**About this task:** Print the entries that appear below, exactly as written and without their pictures.

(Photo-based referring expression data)
--

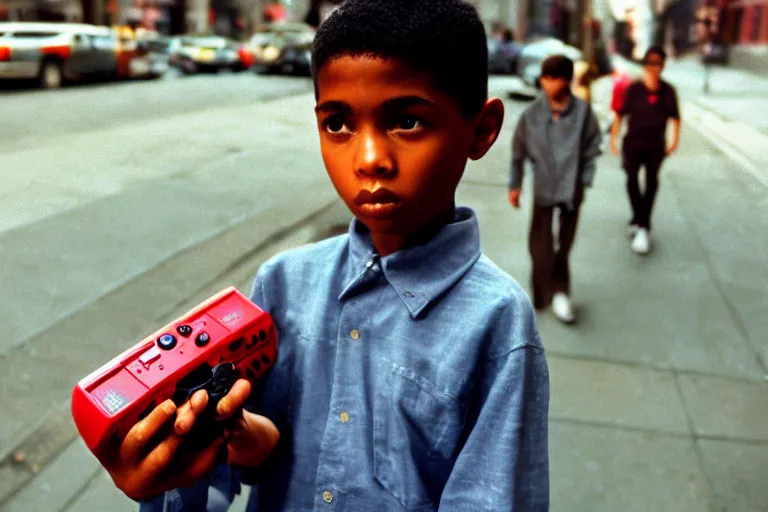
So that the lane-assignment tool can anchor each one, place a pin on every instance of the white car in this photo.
(54, 52)
(191, 54)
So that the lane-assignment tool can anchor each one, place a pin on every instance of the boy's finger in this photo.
(189, 412)
(202, 464)
(235, 399)
(142, 432)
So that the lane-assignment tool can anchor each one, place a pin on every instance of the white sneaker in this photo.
(561, 307)
(641, 244)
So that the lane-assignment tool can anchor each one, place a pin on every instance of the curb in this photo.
(242, 250)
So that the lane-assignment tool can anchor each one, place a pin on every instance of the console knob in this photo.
(166, 341)
(184, 330)
(202, 339)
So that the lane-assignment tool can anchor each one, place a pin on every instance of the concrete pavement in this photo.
(659, 399)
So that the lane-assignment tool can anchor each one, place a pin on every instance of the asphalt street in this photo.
(113, 223)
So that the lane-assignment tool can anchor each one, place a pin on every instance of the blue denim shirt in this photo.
(416, 381)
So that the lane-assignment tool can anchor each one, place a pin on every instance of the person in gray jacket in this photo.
(560, 135)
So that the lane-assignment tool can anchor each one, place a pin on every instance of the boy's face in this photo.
(654, 65)
(554, 88)
(394, 146)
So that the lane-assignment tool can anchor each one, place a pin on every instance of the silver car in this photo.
(533, 54)
(54, 52)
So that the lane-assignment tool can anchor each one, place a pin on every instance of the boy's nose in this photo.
(374, 156)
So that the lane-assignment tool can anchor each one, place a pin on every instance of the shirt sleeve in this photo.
(590, 148)
(673, 109)
(518, 155)
(504, 464)
(626, 106)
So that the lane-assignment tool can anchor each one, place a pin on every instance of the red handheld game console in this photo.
(223, 338)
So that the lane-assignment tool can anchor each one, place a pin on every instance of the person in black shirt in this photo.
(649, 104)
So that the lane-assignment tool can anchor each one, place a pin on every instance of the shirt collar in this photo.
(563, 113)
(421, 274)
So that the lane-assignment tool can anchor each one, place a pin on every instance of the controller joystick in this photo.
(112, 399)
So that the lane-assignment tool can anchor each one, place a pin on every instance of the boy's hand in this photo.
(148, 461)
(250, 438)
(514, 197)
(614, 145)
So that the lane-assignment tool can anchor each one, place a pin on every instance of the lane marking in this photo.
(706, 122)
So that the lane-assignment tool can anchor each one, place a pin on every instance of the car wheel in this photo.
(51, 76)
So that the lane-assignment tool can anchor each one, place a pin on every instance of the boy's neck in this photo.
(390, 244)
(652, 82)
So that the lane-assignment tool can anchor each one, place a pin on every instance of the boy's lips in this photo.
(378, 204)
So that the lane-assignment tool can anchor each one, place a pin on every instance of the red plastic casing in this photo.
(109, 401)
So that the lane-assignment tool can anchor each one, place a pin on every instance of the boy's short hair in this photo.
(557, 66)
(445, 38)
(655, 50)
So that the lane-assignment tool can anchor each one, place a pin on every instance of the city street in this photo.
(123, 205)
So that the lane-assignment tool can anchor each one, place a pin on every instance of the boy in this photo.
(410, 373)
(561, 136)
(650, 104)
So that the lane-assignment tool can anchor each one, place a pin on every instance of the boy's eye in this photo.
(335, 124)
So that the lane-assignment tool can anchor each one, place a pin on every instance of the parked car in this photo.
(535, 52)
(283, 48)
(54, 52)
(192, 54)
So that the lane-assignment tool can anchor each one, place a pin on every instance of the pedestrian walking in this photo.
(410, 374)
(560, 135)
(650, 104)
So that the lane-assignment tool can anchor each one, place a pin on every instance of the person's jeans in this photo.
(550, 272)
(213, 493)
(642, 202)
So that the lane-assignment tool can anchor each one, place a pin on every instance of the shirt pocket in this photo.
(416, 432)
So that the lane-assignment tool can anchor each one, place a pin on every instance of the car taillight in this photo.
(58, 51)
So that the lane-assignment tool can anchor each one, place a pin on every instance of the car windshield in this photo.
(35, 35)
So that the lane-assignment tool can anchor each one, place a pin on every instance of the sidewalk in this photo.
(733, 116)
(659, 400)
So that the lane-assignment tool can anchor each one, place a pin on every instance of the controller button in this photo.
(236, 344)
(148, 410)
(166, 341)
(202, 339)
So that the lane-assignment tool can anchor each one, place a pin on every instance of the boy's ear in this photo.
(490, 121)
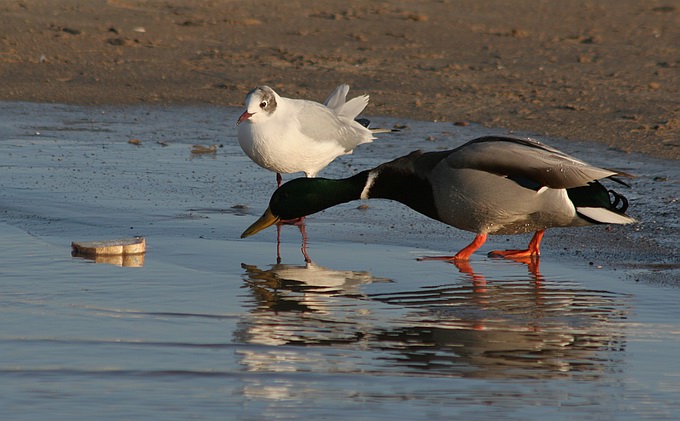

--

**Completed exercise:**
So that the lane-assignment tool can anchor each one, place a pin on every instance of the white car in this photo.
(54, 52)
(191, 54)
So that the lane-assignment tool can anchor each one, place a pin on every instance of the boy's finger in this photo.
(189, 412)
(202, 464)
(235, 399)
(142, 432)
So that the lane-assignment tool can anchor each one, place a pin on every instance of the white sneaker in this photo.
(561, 307)
(641, 244)
So that the lane-assignment tool can anchor each one, place a pin on every instance of the curb in this photo.
(242, 250)
So that the lane-assignment tool can anchor each one, place a pin on every instance of the console knob in this photo.
(166, 341)
(184, 330)
(202, 339)
So that the lane-assignment tool can anchor each one, place a pin on every instance of the concrete pavement in this photo.
(659, 399)
So that the lane-assignment tool can anchor each one, place a pin on every instance of the asphalt street in this photo.
(113, 223)
So that the lane-assignment tool can anchor each one, place a pin on every instance of the blue denim shirt in this photo.
(416, 381)
So that the lane-assignment tool can anchor each one, place a pin on every instance of the person in gray jacket in this photo.
(560, 135)
So that the lane-assignment tool can anchor each one, place a pin on every instance of the boy's face in this photo.
(654, 65)
(554, 88)
(394, 146)
So that the lane-assignment tool can anchor each one, place a pin on every instance of the silver car in this photo.
(533, 54)
(54, 52)
So that the lane-assignment tool can anchor each one, place a pin on every instance of the boy's nose in this photo.
(374, 156)
So that the lane-assignment tool can anchor each one, place a pin on every instance of the shirt sleeve in this photo.
(590, 148)
(673, 109)
(518, 155)
(504, 464)
(626, 106)
So that the lane-assignment tool can anchor each one, place a pin on every instance of the red handheld game console in this photo.
(223, 338)
So that the lane-assignment tool can anchor each one, place a pin on every instance of the person in black shirt in this photo.
(649, 104)
So that the lane-assignment tool can anchor each one, place a pin on every instance of the shirt collar in this photo.
(563, 113)
(421, 274)
So that the lane-assignment tool can anchor each one, place a pin on every instance of the controller joystick in this photo.
(112, 399)
So that the lane-assignment tool can anchor each one, place a pin on every instance of the boy's hand in this photo.
(148, 461)
(250, 438)
(514, 197)
(614, 145)
So that the lane-assignment tool can anchor each one, place a pin on every instance of the lane marking in this photo.
(706, 122)
So that the lane-assignment tool can anchor each one, place a pin on every instance of the car wheel in this photo.
(51, 76)
So that the lane-assignment tool can anchor each one, place a pin on every instance of the boy's neck in this photo.
(390, 244)
(652, 82)
So that the lane-assignment tool can anchor each one, place a pin on every instance of the boy's lips in this photo.
(378, 204)
So that the lane-assignment tool can anchor each one, place a pin on every instance of the red plastic casing in this photo.
(109, 401)
So that the lane-assignment tool can anchor each one, place a pin on every instance of the boy's short hair in this photo.
(557, 66)
(445, 38)
(655, 50)
So that the lane-assignment tool can anchor each one, place a pin on every instance of the city street in this photo.
(123, 205)
So that the lane-assignment tool can anchor each one, place a pin on every instance of the boy in this photo.
(410, 373)
(561, 136)
(650, 104)
So that the lane-assignment tool can anchor each one, place a pin on every instance of the boy's eye in this photo.
(335, 124)
So that the lane-assignment tool can anchor each one, place a pin on every instance of the parked car in this photo.
(535, 52)
(283, 48)
(54, 52)
(192, 54)
So that the lane-assignment tool can anchor each one, place a pin on every instance of the pedestrian walking in this photo.
(410, 374)
(560, 135)
(650, 104)
So that the lane-assignment tool can anchor each one, place a pin on every instance of the person's jeans in this photo.
(550, 272)
(213, 493)
(642, 202)
So that the lane-assignment tool can anchor each one, place a pin on every instance of the shirt pocket in this photo.
(416, 432)
So that the lane-assignment tool can anchor each one, place a pin on every instance of the car taillight in this photo.
(58, 51)
So that the lane-assignment tool can anchor each one, place a pin on every instance of the car windshield in this photo.
(35, 35)
So that the lane-assignment tool can anchor each one, place a pin on every instance of the sidewalk in this photo.
(733, 116)
(659, 400)
So that the lane-assignment tool can anchor each one, place a pin on every instance of the controller button in this photo.
(236, 344)
(148, 410)
(166, 341)
(202, 339)
So that the lane-assignment tool can anchor each one, place a pin on every instance of the boy's ear in this photo.
(490, 121)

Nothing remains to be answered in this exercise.